Goals ▸
a - Using the post on cooking gas scarcity in Benin, decide whether each statement agrees with it. Answer yes or no for each and quote the words of the post that decide it. (i) Benin has two licensed cooking gas distributors. (ii) ORYX is the government-owned distributor. (iii) Consumers who deposit their bottles get them back within a week.
b - Write out the post on cooking gas scarcity in Benin word for word, from "In effect, SONACOP" up to and including "lifting the product.".
c - Carry on the post on cooking gas scarcity in Benin from its last sentence.

Page extract ▸
Friday, September 17, 2010

COOKING GAS SCARCITY IN BENIN


“Water, water everywhere, but not enough to drink.” Today, it is cooking gas that is in “short” supply that it cannot meet the needs of domestic consumers.
Benin has two licensed cooking gas distributors – SONACOP which is the government-owned petroleum marketing company, and ORYX a private concern. For the past one month, SONACOP has been monopolizing the distribution of this essential commodity throughout a country of nearly three million consumers. ORYX which has its installations close to the Cotonou harbor was stopped from operations on allegations that their bottling plant has been found to be substandard and constitutes environmental hazard.
In effect, SONACOP apparently unprepared for the upsurge of consumer demands, has been unable to combine refilling cylinders of the two types, thereby causing not only long queues both at its gas stations but also at all the newly-established proximity service centres. Consumers deposit their bottles and have to wait for more than a week before lifting the product.
This development has brought untold hardship to both domestic and industrial consumers of gas in the country. People have resorted to inevitable use of alternative fuel or heat energy sources such as firewood, charcoal, kerosene and saw-dust. Some who cannot afford any alternative have to travel across the border to buy gas from neighbouring Nigeria. Herein lies the real danger as most of the users of these alternative fuel sources are not knowlegeable on how to manage any crises that might arise therefrom.

Data listing ▸
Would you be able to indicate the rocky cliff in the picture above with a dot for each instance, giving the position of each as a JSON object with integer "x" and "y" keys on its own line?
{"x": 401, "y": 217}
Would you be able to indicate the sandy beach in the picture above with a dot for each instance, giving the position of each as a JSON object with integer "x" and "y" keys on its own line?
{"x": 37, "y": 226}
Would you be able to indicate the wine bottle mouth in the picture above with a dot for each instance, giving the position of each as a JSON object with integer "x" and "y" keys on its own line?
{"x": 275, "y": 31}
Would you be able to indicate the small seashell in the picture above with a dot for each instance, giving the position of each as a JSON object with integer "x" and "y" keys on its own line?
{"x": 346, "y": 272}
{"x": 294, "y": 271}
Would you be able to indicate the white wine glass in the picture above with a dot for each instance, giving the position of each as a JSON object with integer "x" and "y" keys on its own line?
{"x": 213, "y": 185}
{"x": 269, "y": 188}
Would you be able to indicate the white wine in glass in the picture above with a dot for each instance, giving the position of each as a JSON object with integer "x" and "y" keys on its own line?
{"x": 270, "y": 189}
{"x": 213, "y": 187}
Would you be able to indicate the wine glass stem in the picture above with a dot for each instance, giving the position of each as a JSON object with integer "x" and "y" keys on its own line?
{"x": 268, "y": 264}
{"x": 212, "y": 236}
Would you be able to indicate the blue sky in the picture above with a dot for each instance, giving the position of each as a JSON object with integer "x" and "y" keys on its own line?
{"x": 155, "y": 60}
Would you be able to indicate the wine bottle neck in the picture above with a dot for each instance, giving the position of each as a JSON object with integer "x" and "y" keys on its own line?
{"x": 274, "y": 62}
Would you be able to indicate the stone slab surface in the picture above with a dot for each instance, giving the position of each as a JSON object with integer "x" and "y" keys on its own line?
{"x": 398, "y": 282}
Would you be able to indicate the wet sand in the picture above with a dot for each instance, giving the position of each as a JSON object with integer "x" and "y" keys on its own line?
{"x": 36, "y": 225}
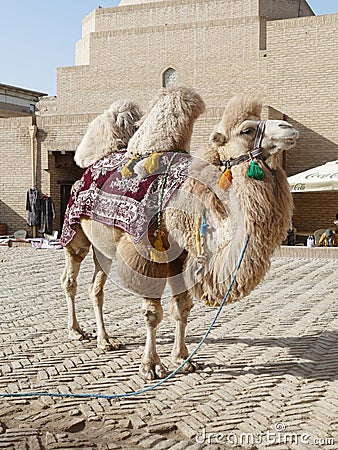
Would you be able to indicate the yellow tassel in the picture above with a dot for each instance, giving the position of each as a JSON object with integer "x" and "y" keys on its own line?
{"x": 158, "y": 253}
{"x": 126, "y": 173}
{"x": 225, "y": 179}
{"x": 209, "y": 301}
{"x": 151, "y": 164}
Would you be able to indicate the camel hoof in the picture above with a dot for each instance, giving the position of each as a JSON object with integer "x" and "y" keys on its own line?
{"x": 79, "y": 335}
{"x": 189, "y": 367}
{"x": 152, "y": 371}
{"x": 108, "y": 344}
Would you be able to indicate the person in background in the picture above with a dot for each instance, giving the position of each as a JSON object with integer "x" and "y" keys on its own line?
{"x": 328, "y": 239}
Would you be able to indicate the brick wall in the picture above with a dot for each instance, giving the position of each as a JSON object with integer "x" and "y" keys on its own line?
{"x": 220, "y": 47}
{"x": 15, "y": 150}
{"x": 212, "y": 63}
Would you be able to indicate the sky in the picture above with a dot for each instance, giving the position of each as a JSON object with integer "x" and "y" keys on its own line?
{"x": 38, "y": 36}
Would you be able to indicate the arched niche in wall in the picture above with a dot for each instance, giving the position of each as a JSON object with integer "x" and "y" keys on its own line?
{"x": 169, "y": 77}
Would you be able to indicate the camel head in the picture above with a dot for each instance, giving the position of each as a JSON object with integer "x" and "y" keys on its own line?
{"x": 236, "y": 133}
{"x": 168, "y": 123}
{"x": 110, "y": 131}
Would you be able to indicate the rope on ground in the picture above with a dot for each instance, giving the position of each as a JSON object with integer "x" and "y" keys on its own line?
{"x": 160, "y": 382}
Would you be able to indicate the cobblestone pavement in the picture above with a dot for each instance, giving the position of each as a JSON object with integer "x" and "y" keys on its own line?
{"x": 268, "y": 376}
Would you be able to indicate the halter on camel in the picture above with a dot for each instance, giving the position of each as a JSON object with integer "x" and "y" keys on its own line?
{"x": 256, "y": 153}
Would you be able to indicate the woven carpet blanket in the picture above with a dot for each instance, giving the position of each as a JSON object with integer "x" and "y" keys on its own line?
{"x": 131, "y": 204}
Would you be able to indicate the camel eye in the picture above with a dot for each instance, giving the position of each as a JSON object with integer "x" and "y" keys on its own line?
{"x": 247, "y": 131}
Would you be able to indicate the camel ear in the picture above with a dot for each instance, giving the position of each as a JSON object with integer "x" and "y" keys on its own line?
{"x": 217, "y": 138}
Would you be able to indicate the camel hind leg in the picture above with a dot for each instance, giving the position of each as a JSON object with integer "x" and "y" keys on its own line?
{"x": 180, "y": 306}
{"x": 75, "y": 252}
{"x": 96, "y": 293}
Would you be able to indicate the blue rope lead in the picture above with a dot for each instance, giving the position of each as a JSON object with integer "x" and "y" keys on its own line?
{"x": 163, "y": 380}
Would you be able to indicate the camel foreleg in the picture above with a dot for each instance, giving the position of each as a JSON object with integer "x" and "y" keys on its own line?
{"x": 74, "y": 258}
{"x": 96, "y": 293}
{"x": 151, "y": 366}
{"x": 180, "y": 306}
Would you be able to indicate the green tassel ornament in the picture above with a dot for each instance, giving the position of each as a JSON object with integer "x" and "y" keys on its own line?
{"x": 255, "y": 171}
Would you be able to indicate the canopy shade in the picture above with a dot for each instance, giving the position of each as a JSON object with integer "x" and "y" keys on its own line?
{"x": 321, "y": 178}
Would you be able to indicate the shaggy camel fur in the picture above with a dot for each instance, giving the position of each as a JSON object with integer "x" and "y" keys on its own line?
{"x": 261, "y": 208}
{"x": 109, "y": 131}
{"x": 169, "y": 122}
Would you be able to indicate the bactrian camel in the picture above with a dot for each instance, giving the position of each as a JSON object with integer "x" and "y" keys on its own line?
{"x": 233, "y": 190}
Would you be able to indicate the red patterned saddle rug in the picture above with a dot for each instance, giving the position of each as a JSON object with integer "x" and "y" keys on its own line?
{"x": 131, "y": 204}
...
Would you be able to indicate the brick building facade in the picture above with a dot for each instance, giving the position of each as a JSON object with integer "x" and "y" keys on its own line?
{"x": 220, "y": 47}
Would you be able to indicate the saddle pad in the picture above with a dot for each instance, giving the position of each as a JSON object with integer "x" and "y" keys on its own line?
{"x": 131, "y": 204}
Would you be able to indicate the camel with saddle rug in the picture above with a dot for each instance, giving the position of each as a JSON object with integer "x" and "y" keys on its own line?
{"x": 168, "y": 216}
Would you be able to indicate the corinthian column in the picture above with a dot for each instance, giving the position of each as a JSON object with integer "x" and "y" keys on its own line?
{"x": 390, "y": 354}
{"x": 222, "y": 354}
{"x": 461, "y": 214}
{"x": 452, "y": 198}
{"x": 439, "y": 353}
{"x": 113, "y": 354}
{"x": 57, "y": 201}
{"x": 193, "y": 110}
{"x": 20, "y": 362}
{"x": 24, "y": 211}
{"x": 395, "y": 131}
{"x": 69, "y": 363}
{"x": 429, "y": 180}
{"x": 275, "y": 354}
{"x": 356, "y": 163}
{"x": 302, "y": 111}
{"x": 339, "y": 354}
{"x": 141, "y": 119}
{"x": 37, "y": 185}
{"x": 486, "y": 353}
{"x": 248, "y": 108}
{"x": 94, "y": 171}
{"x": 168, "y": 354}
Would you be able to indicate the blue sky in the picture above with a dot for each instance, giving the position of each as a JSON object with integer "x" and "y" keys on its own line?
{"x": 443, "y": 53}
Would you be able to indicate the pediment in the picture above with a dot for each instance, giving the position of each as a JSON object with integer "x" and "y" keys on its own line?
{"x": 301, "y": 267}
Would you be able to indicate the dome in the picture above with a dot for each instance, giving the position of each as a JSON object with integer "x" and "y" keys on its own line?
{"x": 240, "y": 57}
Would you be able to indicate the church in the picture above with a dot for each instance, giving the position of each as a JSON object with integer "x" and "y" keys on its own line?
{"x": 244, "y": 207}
...
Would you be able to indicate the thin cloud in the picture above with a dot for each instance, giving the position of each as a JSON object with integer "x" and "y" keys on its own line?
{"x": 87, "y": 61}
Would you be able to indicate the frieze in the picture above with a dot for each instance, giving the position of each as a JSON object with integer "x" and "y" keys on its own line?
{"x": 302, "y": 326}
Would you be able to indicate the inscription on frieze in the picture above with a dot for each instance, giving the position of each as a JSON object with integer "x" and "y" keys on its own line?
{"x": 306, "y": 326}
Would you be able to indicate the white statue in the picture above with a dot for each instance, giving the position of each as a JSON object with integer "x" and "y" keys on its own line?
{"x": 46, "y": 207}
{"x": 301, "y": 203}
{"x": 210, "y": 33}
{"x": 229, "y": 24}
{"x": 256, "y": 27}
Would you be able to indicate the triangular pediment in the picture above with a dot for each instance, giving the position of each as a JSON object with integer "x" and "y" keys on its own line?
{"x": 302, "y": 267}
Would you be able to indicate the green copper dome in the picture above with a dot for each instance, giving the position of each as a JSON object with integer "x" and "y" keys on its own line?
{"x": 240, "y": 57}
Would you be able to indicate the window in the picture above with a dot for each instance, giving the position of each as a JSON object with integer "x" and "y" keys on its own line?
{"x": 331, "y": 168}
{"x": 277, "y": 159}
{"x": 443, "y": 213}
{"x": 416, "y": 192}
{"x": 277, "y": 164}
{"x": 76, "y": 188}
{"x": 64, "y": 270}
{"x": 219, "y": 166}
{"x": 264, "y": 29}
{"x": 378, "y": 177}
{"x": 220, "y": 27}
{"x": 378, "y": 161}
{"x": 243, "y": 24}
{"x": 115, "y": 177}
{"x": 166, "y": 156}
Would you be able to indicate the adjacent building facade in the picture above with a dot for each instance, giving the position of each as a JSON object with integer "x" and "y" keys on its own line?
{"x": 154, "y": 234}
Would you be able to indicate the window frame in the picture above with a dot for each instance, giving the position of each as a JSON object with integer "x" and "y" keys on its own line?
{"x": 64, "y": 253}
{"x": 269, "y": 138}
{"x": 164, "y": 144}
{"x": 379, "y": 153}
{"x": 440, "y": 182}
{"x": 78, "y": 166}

Answers to each task ▸
a -
(i) Yes: "Benin has two licensed cooking gas distributors"
(ii) No: "SONACOP which is the government-owned petroleum marketing company, and ORYX a private concern"
(iii) No: "have to wait for more than a week before lifting the product"

b -
In effect, SONACOP apparently unprepared for the upsurge of consumer demands, has been unable to combine refilling cylinders of the two types, thereby causing not only long queues both at its gas stations but also at all the newly-established proximity service centres. Consumers deposit their bottles and have to wait for more than a week before lifting the product.

c -
This trans-border purchase is already posing a lot of dangers as it has become common to see a single motor-bike loaded with about six 12kg cylinders plying to and from Nigeria and covering a distance of more than 80 kilometers on a very busy highway. Pick-up vehicles loaded with gas cylinders have become a common sight on this international route.
Critics of government are saying that the closure of ORYX on allegation of non-safe is a political gimmick calculated to stifle a powerful political opponent who happens to be a Director of that multi-million gas company. It will be recalled that Presidential polls will hold in Benin during the first quarter of 2011.
Surely, this kind of situation could have been averted, had the sub-regional gas pipeline project promised by former President Olusegun Obasanjo not become a pipe-dream.
Vincent NNANNA.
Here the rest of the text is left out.